* _Задание A_: Что, согласно тексту об архиве Михайлова, Александр Викторович обычно делал в самом начале работы над какой-то темой?
* _Задание B_: В отрывке текста об архиве Михайлова от слов «На эту тему Михайловым» до слов «(см. илл. 2).» замените «магнитофонная запись» на «аудиозапись» и приведите этот отрывок целиком.
* _Задание C_: Напишите продолжение текста об архиве Михайлова, начиная сразу после его последнего предложения.

* _Фрагмент текста_:
————————
На эту тему Михайловым была написана объемная работа, оставшаяся в рукописи. Поскольку мне приходилось иметь дело с его архивом, скажу два слова о том, из чего он состоял. Когда Александр Викторович начинал работать над какой-то темой, он, как правило, делал небольшие наброски и отдельные заметки, иногда сопровождающиеся схемами. Потом он обычно писал от руки сам текст, который после этого выводил на пишущую машинку. Иногда в моем распоряжении оказывалась только магнитофонная запись, кото­рую надо было расшифровывать. Но и ру­кописи тоже приходилось расшифровывать, учитывая красивый, но витиеватый и не всегда понятный почерк Михайлова и авторскую систему сокращений (см. илл. 2).
————————
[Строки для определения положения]
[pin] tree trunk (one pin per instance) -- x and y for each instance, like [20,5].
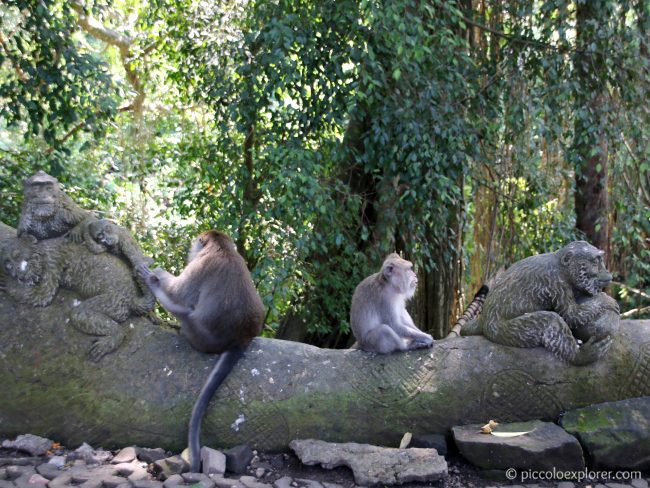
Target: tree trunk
[590,141]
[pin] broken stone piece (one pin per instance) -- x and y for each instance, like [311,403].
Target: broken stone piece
[32,444]
[373,465]
[546,446]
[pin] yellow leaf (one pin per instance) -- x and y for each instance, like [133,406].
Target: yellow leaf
[406,440]
[510,434]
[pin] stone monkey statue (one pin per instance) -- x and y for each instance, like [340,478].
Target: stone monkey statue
[103,282]
[101,235]
[46,211]
[378,315]
[219,308]
[550,300]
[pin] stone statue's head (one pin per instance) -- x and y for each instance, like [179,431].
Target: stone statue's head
[584,267]
[21,259]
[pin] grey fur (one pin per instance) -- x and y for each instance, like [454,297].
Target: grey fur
[378,315]
[546,300]
[104,282]
[46,211]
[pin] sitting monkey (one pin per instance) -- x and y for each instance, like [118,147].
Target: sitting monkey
[378,315]
[550,300]
[219,308]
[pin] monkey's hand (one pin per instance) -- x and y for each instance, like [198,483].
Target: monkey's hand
[76,234]
[592,351]
[421,342]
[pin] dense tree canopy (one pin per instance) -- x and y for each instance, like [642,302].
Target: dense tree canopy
[321,135]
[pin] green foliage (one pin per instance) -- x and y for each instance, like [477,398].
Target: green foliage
[51,83]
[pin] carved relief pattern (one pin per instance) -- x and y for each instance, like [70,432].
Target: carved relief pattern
[639,382]
[393,380]
[514,395]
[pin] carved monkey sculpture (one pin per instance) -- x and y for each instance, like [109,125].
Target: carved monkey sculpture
[378,315]
[550,299]
[46,211]
[219,309]
[103,282]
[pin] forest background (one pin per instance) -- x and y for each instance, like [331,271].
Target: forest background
[322,135]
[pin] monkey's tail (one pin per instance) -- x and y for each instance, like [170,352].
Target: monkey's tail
[226,362]
[467,324]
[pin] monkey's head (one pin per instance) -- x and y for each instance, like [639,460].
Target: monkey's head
[41,196]
[584,267]
[20,261]
[399,274]
[211,241]
[104,232]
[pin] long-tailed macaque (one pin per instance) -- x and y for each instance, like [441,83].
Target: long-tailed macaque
[378,315]
[219,309]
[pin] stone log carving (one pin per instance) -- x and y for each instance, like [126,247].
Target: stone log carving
[142,393]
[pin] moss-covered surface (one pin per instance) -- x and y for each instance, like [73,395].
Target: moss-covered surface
[614,434]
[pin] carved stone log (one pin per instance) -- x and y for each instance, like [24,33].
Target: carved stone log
[142,393]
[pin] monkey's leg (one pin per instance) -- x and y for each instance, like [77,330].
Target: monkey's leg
[383,339]
[93,316]
[549,330]
[408,330]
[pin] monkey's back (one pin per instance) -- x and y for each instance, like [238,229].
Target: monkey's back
[228,310]
[369,305]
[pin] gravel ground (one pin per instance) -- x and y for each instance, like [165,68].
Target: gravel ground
[266,470]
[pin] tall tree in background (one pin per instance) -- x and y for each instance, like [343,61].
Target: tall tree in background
[590,140]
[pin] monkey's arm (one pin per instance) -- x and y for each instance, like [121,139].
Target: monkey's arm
[405,328]
[583,313]
[158,282]
[79,233]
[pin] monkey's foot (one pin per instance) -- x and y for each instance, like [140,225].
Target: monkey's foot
[102,347]
[592,351]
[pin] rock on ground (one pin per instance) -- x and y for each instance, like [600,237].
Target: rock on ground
[545,447]
[32,444]
[372,464]
[614,434]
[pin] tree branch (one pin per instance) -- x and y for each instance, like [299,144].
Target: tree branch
[124,43]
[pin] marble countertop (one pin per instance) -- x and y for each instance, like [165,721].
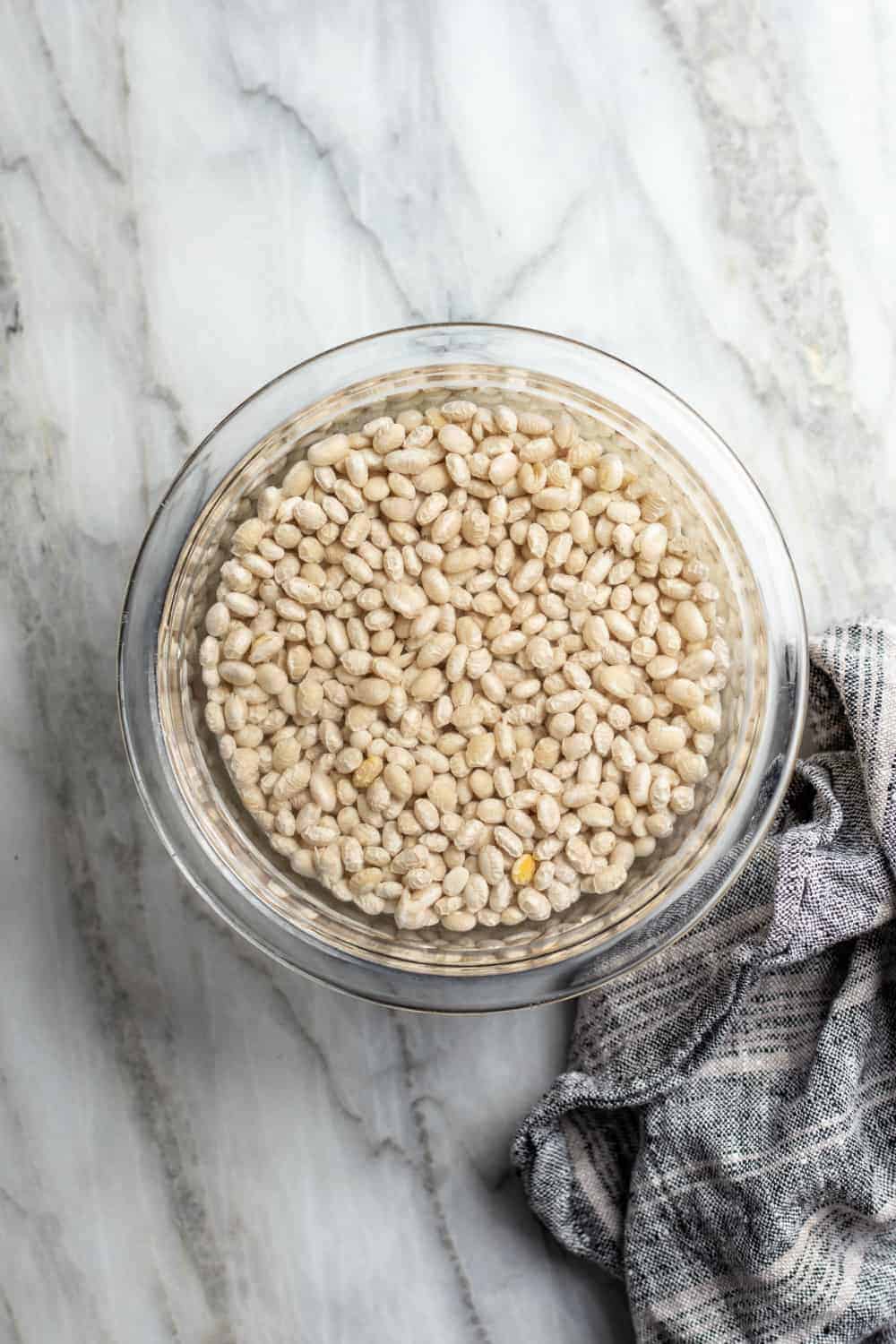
————————
* _Ответ A_: Он делал небольшие наброски и отдельные заметки, иногда сопровождая их схемами.

* _Ответ B_:
На эту тему Михайловым была написана объемная работа, оставшаяся в рукописи. Поскольку мне приходилось иметь дело с его архивом, скажу два слова о том, из чего он состоял. Когда Александр Викторович начинал работать над какой-то темой, он, как правило, делал небольшие наброски и отдельные заметки, иногда сопровождающиеся схемами. Потом он обычно писал от руки сам текст, который после этого выводил на пишущую машинку. Иногда в моем распоряжении оказывалась только аудиозапись, кото­рую надо было расшифровывать. Но и ру­кописи тоже приходилось расшифровывать, учитывая красивый, но витиеватый и не всегда понятный почерк Михайлова и авторскую систему сокращений (см. илл. 2).

* _Ответ C_:
Илл. 2. Александр Михайлов. «Об обозначениях и наименованиях в нотных записях А. Н. Скрябина». Фрагмент рукописи
Fig. 2. Alexander Mikhaylov. “On designations and denominations in A. N. Skryabin’s music sheets.” Fragment of the manuscript
Фото: личный архив А. В. Михайлова

В данном случае я имела дело с рукописью. Я как могла расшифровала ее и напе­чатала на пишущей машинке (компьютера тогда у меня не было). Получилось примерно 60 страниц. Этот материал так и не был издан (в первую очередь из-за его объема). Лишь незначительная часть работы еще при жизни автора была опубликована в Нижегородском скрябинском альманахе [5].

Проблемы «слово и музыка» Михайлов коснулся ранее в программном докладе, прочитанном им на первой конференции с аналогичным названием: «Музыка окружена многими слоями слов, причем встает проблема изучения устройства этих слоев в исто­рико-культурном разрезе» [7, 11]. Об этом более подробно говорится и в статье в нижегородском скрябинском альманахе.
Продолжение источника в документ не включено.